**BRANO PROPOSTO:**

=-=-=-=-=

Dopo avere letto “Il giardino in movimento”, Quodlibet, 2011, e osservato il suo ricchissimo apparato fotografico, si ha la definitiva sensazione che il termine giardino non abbia nulla a che vedere con l’impalcatura ideologica propugnata da Gilles Clément. Non è possibile, infatti, riferirsi all’etimologia del termine giardino come luogo chiuso, recintato, protetto e pensare di poterlo estendere a tutto l’ecosistema del pianeta terra, concludendo che quei tenerissimi campi fioriti e caotici, informi se non per qualche sentiero in essi ritagliato, siano giardini. Non farebbe meglio Clément a condurre la sua battaglia ecologica insegnandoci ad amare qualsiasi aspetto della natura, anziché condurla contro i giardini, così come ci sono stati consegnati dalla tradizione?
Il suo attacco ha di fatto come obiettivo proprio quello di opporsi al giardino - qualsiasi forma esso abbia assunto - contrastando, dunque, insieme al giardino, la selezione, l’intervento umano che impedisce il naturale sviluppo della flora e della fauna, e quel marchio di potere che inevitabilmente esso reca impresso. Perciò ci pare che non dovrebbe utilizzarne nemmeno la nomenclatura dopo averla totalmente svuotata. Né ci sembra che al giardino si possano attribuire le colpe di essere causa di un ambiente compromesso e minacciato, né accusarlo di essere il simbolo di quel potere che ha nello sfruttamento intensivo delle risorse il suo precipuo interesse. Crediamo invece che esso non sia che una manifestazione tra le tante della creatività umana e persino costantemente minacciata. Potesse, invece, essere la terra piena di giardini! Quando si guardano le belle foto del libro, con i vari esempi di campi in cui la natura è stata lasciata libera di esprimersi - in cui cioè semplicemente non si è intervenuti - innegabilmente si avverte la sua potente bellezza e si è indotti alla contemplazione, che in ogni caso essa suscita. Ma da una natura a cui non si impone nulla alle forme artistiche del giardino c’è un salto sostanziale che a Gilles Clément semplicemente non interessa.

=-=-=-=-=

**DATI FORNITI:**
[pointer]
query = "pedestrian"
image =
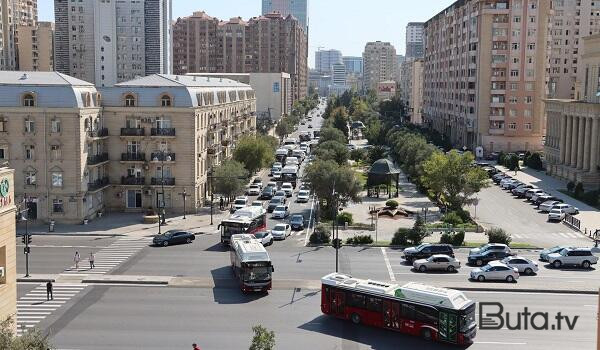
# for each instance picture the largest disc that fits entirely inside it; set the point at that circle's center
(49, 295)
(77, 259)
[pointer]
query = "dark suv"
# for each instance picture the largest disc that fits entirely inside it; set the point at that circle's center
(426, 250)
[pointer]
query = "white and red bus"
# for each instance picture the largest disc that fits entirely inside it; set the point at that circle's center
(251, 263)
(430, 312)
(246, 220)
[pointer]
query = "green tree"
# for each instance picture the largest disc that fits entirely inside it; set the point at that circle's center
(32, 339)
(263, 339)
(452, 179)
(254, 152)
(229, 178)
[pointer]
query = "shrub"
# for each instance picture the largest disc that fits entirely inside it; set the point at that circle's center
(344, 217)
(401, 237)
(321, 235)
(391, 204)
(360, 239)
(498, 235)
(452, 218)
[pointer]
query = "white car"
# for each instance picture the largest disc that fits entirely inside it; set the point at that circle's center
(303, 196)
(253, 190)
(523, 265)
(495, 270)
(265, 237)
(281, 231)
(287, 188)
(281, 212)
(437, 262)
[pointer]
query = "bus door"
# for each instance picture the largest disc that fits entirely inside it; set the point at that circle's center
(448, 326)
(391, 314)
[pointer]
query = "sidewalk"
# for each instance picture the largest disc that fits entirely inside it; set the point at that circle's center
(589, 216)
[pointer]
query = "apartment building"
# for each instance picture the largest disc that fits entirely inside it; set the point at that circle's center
(8, 247)
(572, 20)
(380, 63)
(266, 44)
(485, 73)
(573, 126)
(411, 89)
(106, 42)
(36, 47)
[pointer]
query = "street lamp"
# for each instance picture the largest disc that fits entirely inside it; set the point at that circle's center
(163, 157)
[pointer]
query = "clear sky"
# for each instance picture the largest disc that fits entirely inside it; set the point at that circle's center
(345, 25)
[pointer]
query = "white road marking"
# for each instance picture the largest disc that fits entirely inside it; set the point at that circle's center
(388, 265)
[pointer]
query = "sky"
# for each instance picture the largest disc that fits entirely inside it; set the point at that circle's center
(345, 25)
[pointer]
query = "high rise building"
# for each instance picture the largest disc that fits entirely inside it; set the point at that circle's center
(354, 64)
(266, 44)
(296, 8)
(485, 73)
(325, 59)
(415, 42)
(572, 20)
(106, 42)
(380, 63)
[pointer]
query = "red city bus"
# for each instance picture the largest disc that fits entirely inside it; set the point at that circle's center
(430, 312)
(247, 220)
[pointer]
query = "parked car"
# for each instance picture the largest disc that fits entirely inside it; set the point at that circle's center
(437, 262)
(172, 237)
(281, 231)
(495, 270)
(267, 193)
(303, 196)
(265, 237)
(522, 264)
(297, 222)
(581, 257)
(426, 250)
(480, 259)
(556, 249)
(281, 212)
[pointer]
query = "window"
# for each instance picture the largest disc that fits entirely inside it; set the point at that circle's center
(28, 100)
(57, 206)
(165, 101)
(57, 179)
(129, 101)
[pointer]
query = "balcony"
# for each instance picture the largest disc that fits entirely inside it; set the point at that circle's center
(159, 181)
(162, 157)
(97, 158)
(162, 132)
(98, 184)
(133, 181)
(102, 132)
(133, 157)
(133, 132)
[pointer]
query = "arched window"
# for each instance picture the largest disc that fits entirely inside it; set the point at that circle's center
(28, 100)
(165, 101)
(129, 101)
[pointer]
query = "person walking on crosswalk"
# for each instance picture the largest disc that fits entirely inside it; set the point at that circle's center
(91, 258)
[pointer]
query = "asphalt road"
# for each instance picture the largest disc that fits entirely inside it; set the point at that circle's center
(173, 318)
(498, 208)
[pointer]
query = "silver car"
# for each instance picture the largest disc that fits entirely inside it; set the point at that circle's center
(437, 262)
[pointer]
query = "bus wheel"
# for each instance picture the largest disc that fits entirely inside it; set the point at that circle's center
(426, 333)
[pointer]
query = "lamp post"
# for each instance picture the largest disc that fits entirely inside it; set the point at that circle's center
(163, 157)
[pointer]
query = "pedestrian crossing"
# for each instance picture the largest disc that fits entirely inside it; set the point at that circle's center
(109, 257)
(34, 306)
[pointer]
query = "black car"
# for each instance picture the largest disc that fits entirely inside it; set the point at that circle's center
(426, 250)
(486, 257)
(267, 193)
(173, 237)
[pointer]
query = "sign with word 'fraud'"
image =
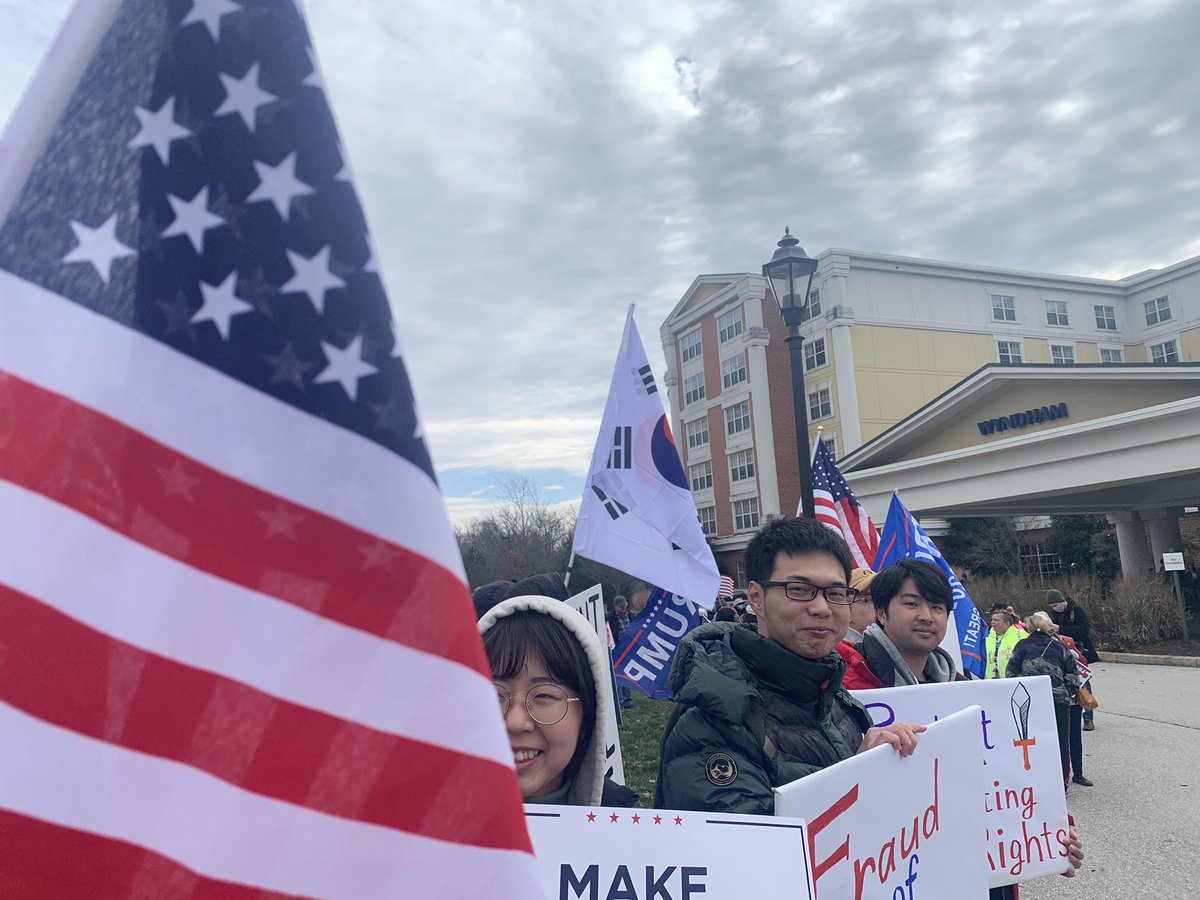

=-=-=-=-=

Per favore, riporta la parte del brano proposto che si apre con le parole contenenti "Dopo avere letto" e si chiude con "consegnati dalla tradizione?", ribattezzando "tenerissimi" in "delicatissimi". I record sono materiale a sé, distinto dal brano proposto.

**SOLUZIONE:**
Dopo avere letto “Il giardino in movimento”, Quodlibet, 2011, e osservato il suo ricchissimo apparato fotografico, si ha la definitiva sensazione che il termine giardino non abbia nulla a che vedere con l’impalcatura ideologica propugnata da Gilles Clément. Non è possibile, infatti, riferirsi all’etimologia del termine giardino come luogo chiuso, recintato, protetto e pensare di poterlo estendere a tutto l’ecosistema del pianeta terra, concludendo che quei delicatissimi campi fioriti e caotici, informi se non per qualche sentiero in essi ritagliato, siano giardini. Non farebbe meglio Clément a condurre la sua battaglia ecologica insegnandoci ad amare qualsiasi aspetto della natura, anziché condurla contro i giardini, così come ci sono stati consegnati dalla tradizione?